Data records
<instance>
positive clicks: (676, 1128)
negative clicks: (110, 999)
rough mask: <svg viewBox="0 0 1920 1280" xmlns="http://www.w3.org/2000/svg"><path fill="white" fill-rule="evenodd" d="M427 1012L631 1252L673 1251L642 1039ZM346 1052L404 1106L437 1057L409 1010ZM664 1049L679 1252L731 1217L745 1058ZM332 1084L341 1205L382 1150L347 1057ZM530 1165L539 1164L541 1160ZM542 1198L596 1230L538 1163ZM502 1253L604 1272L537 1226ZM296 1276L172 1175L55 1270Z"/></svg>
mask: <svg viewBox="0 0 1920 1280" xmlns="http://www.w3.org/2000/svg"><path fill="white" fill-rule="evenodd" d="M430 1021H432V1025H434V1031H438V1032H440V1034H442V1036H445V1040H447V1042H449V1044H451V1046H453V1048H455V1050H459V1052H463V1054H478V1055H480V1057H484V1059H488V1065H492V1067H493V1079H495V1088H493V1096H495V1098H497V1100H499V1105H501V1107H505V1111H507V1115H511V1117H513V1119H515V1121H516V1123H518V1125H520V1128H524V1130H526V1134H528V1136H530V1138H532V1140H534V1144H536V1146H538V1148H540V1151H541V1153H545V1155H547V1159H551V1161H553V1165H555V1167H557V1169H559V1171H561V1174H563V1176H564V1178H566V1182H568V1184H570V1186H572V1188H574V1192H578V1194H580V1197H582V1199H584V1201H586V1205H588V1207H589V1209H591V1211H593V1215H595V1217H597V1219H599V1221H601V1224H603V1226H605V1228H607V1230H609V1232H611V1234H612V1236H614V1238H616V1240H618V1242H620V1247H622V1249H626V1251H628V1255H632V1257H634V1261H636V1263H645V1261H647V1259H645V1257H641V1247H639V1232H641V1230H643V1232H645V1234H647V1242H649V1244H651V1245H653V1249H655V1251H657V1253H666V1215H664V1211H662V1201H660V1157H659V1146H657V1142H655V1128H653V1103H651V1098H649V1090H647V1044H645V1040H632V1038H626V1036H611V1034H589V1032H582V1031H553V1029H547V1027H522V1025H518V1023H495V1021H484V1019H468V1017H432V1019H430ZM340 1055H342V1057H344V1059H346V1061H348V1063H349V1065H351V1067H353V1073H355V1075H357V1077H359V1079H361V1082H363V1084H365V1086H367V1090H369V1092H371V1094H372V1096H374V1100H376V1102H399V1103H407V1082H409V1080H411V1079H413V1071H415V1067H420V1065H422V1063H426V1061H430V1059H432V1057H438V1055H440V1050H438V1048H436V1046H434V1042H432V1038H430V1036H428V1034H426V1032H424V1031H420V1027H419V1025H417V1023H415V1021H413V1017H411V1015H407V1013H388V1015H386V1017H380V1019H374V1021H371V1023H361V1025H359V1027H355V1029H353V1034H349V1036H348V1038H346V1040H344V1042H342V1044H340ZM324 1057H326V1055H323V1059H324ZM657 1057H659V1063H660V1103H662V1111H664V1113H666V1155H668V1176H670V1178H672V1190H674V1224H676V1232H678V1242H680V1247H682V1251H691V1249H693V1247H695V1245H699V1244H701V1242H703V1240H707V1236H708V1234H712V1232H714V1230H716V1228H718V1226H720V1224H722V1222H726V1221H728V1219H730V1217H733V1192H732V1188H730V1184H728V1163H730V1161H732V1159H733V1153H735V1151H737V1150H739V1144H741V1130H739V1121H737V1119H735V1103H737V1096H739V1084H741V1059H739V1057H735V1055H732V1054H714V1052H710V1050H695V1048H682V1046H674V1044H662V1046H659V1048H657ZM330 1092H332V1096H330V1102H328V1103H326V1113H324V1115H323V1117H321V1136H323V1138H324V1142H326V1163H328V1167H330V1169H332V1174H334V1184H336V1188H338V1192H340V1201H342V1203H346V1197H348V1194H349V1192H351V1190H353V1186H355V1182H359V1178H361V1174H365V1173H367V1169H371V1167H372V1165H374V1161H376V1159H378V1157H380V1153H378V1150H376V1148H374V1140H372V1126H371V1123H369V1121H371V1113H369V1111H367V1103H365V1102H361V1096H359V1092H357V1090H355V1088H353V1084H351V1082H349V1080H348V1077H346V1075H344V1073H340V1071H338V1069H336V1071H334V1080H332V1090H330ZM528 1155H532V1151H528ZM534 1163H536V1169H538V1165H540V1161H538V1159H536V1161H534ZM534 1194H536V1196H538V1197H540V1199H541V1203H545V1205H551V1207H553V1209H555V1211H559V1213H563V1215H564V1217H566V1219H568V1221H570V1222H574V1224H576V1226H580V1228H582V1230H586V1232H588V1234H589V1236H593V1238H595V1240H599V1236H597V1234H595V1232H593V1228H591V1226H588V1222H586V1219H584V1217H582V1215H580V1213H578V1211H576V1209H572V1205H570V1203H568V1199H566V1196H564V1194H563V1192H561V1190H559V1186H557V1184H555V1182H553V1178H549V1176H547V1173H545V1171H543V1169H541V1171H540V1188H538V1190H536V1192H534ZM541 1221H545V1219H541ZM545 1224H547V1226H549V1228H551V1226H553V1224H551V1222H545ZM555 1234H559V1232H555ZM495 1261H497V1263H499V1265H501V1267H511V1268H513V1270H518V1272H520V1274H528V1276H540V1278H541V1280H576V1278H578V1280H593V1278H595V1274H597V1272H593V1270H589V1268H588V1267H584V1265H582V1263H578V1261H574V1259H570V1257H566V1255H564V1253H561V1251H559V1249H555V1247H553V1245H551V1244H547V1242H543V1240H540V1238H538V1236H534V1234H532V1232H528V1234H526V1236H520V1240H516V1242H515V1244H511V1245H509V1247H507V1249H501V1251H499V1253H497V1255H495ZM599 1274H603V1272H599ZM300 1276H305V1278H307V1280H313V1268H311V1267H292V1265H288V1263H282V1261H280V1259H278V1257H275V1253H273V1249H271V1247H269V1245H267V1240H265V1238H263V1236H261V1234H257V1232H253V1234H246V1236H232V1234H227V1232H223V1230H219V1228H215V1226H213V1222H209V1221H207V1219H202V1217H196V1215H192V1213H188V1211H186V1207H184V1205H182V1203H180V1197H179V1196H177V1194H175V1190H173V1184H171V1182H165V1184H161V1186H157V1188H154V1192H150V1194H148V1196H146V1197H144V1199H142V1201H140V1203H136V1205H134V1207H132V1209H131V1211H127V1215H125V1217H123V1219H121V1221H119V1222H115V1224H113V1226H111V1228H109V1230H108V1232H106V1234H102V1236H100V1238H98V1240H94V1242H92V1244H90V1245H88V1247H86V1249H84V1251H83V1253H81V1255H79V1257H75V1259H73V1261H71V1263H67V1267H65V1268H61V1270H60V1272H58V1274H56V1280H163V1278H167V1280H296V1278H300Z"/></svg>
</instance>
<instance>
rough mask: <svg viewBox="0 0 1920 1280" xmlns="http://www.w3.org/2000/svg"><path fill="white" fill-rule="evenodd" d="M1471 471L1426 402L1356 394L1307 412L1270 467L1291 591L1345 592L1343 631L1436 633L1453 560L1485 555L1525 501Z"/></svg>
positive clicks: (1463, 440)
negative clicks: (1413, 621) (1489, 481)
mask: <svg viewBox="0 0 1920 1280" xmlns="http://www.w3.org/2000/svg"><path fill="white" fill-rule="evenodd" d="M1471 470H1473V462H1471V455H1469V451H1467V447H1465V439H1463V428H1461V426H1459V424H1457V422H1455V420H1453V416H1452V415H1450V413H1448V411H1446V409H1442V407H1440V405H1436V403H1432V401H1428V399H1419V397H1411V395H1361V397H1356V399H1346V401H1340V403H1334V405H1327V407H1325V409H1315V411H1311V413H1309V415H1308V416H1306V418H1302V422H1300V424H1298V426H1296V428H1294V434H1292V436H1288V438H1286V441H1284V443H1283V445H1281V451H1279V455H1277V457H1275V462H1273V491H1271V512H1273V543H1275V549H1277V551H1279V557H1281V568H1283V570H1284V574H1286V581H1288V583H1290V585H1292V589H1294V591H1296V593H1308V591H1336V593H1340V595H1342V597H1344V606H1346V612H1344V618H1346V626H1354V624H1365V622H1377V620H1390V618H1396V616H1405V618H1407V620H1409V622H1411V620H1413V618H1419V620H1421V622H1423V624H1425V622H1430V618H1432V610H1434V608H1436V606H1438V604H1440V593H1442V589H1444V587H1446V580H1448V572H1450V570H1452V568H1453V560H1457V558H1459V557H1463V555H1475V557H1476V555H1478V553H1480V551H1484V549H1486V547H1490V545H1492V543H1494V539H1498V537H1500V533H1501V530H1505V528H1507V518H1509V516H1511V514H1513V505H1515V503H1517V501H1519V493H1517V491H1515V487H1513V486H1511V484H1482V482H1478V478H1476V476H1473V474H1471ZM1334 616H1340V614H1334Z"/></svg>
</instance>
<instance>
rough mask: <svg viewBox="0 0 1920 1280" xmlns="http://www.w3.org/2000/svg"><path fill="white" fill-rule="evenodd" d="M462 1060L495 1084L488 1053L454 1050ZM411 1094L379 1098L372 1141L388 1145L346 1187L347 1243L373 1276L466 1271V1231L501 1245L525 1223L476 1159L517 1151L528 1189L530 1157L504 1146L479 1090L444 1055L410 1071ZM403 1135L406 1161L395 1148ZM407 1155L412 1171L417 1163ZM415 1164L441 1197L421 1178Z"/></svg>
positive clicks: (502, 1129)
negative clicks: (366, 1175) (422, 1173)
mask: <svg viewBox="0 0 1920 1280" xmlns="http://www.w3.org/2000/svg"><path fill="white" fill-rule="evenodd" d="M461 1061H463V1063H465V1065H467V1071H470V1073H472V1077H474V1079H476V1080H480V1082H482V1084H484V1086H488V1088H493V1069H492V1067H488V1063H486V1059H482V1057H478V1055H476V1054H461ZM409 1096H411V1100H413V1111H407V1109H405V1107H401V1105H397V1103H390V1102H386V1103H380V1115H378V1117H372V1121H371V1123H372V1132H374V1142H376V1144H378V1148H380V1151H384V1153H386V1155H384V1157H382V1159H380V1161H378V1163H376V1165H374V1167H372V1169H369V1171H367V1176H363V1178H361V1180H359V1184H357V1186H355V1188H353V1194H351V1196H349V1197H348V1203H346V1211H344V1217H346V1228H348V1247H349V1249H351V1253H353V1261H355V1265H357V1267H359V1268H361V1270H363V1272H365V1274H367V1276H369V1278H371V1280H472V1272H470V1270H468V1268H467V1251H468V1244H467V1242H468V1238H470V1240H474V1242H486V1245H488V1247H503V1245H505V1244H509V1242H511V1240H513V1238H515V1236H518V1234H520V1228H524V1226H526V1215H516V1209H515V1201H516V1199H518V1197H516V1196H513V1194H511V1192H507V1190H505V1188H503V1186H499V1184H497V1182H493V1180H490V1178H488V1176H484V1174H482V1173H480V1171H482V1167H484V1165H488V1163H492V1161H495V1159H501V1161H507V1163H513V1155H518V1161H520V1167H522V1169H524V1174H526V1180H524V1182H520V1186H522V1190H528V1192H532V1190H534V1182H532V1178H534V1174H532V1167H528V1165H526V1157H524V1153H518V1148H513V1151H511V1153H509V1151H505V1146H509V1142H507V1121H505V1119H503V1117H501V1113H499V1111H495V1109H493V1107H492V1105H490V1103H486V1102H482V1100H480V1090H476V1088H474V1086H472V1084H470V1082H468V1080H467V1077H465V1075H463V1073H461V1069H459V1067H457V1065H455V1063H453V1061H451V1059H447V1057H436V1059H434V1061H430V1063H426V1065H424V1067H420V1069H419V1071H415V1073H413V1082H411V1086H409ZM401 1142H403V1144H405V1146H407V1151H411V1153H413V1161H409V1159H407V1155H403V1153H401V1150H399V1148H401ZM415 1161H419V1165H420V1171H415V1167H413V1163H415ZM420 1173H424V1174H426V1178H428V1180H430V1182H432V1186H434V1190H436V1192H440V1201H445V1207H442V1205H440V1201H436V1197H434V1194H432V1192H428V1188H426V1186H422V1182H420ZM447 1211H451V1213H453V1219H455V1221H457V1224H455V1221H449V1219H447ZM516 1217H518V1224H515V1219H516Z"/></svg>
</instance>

• _REQUEST_:
Reproduce the items above without any change, from their very first line down to and including the line that contains "1012L631 1252L673 1251L642".

• _OUTPUT FOR THIS EXERCISE_:
<instance>
positive clicks: (676, 1128)
negative clicks: (110, 999)
rough mask: <svg viewBox="0 0 1920 1280" xmlns="http://www.w3.org/2000/svg"><path fill="white" fill-rule="evenodd" d="M427 1012L631 1252L673 1251L642 1039ZM346 1052L404 1106L437 1057L409 1010ZM664 1049L679 1252L731 1217L745 1058ZM332 1084L341 1205L382 1150L347 1057ZM530 1165L539 1164L541 1160ZM542 1198L596 1230L538 1163ZM502 1253L604 1272L537 1226ZM296 1276L172 1175L55 1270Z"/></svg>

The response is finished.